** begin **

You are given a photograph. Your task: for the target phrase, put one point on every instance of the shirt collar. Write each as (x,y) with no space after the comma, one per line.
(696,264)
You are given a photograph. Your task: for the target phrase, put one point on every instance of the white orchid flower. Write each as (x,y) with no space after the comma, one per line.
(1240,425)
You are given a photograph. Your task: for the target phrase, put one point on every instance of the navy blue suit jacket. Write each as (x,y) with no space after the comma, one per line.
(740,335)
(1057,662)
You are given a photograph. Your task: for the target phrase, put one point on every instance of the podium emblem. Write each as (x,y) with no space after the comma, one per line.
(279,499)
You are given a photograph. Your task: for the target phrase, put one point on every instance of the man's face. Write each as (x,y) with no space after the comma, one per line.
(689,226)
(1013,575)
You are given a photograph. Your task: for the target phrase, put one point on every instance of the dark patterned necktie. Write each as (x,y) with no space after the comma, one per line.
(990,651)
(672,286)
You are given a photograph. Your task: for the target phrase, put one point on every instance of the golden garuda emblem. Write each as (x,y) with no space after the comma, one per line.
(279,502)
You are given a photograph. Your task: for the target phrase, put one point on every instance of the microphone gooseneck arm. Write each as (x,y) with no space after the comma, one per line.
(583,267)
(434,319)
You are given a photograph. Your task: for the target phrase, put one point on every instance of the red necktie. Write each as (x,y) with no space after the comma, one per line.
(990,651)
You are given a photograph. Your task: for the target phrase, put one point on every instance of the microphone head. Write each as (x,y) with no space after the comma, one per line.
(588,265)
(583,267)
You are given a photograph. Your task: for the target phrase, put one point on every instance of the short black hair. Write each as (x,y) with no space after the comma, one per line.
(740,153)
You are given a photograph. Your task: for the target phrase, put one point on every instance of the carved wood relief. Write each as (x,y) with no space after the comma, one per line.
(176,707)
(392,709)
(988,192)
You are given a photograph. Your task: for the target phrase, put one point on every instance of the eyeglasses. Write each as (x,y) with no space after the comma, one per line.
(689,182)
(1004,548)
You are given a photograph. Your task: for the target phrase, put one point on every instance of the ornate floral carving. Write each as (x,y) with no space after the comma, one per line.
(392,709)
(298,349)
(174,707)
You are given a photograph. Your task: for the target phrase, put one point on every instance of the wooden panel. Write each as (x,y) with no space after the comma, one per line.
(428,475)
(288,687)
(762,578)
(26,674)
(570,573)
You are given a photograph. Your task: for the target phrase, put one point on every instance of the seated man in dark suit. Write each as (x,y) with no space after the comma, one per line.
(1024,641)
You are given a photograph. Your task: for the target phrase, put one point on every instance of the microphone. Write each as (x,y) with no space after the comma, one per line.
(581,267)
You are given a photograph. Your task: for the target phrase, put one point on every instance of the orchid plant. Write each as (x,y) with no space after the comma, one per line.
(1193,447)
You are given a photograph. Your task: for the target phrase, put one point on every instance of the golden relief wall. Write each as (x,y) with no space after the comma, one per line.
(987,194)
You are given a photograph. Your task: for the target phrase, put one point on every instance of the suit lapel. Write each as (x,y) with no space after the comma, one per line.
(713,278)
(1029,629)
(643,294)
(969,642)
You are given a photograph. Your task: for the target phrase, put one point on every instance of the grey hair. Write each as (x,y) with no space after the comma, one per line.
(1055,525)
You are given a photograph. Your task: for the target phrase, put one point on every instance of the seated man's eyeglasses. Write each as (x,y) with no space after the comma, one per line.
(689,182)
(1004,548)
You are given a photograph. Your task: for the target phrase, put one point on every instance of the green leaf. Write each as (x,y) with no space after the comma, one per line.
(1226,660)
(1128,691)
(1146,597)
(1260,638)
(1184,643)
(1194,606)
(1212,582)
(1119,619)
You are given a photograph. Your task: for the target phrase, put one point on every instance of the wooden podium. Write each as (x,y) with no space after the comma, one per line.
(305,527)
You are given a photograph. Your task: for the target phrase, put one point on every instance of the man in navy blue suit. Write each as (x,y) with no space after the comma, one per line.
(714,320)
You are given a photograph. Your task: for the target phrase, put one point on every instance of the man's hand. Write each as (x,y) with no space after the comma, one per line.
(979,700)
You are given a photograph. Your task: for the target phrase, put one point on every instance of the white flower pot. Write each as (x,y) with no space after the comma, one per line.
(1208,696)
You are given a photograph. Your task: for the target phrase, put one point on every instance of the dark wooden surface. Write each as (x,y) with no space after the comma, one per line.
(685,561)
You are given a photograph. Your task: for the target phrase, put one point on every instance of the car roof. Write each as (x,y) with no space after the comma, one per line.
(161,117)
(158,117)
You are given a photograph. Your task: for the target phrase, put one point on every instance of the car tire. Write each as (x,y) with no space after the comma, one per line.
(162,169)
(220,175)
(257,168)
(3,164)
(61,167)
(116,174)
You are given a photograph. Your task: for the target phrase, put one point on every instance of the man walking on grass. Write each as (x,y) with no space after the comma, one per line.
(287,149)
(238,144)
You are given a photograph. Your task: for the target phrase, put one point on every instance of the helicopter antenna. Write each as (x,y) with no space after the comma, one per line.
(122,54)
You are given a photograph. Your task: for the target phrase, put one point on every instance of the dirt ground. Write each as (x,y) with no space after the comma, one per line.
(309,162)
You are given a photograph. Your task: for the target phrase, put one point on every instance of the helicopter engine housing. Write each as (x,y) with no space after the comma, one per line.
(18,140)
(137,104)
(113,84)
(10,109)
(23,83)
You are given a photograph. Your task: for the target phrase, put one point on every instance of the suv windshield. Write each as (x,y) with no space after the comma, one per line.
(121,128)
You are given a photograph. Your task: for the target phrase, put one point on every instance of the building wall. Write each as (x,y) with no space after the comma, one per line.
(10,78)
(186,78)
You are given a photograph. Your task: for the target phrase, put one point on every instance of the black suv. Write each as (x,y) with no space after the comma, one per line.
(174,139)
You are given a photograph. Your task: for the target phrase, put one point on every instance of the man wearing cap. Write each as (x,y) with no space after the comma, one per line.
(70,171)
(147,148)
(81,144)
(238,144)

** end **

STATED TASK:
Rescale the listing from the line with "the car tire." up to and including the last line of the listing. Reproduce every line in that span, requests included, and write out no others. Multiply each x and y coordinate in the answers by 0.55 and round to whole numbers, with halves rounded up.

EXERCISE SOLUTION:
You are given a photograph. Your task: for the target phrase, put one point on every instance of the car tire. Write each as (x,y) with no space after the comma, one per line.
(89,93)
(121,96)
(141,92)
(2,90)
(34,92)
(64,96)
You are given a photograph. Your task: for the target phrase, put one point on every instance of the man walking on grass. Write each as (x,y) with no space after the comma, one per line.
(158,82)
(131,79)
You are given a photograph. Your task: for the target phrase, put one point on every instance of the helicopter antenna. Write each as (x,y) with no space after the comma, one per line.
(67,30)
You are given a photograph. Your task: for the target phrase, put one point on every instance of the dirt ground. Write each as (x,y) with no space after the comma, one per line.
(170,89)
You are given a photograph. Your task: for the target phrase, put one point on every instance of the helicopter engine housing. Write each as (x,y) with no space after the comma, one per line.
(10,77)
(75,57)
(62,46)
(6,60)
(13,46)
You are given a photograph. Your task: for the target phrase, put one point on every instance of the suv windshield. Write each as (x,y) with no space after the comma, one per line.
(67,70)
You are given a photograph. Your task: for the target phrase, put one point on every instance of the building wall. Write each as (x,y) with no space after the comma, one per line.
(6,43)
(102,43)
You are given a photograph. Your task: for the target phrase, put one point on every instance of the black suv. Write each as (x,y) with no space after the comma, one per line.
(96,76)
You are given a photograph. Your task: for the target phrase, put one point on every instance of the man wearing cap. Write each as (x,y) with no space after the comma, one per line.
(39,94)
(81,81)
(45,79)
(131,79)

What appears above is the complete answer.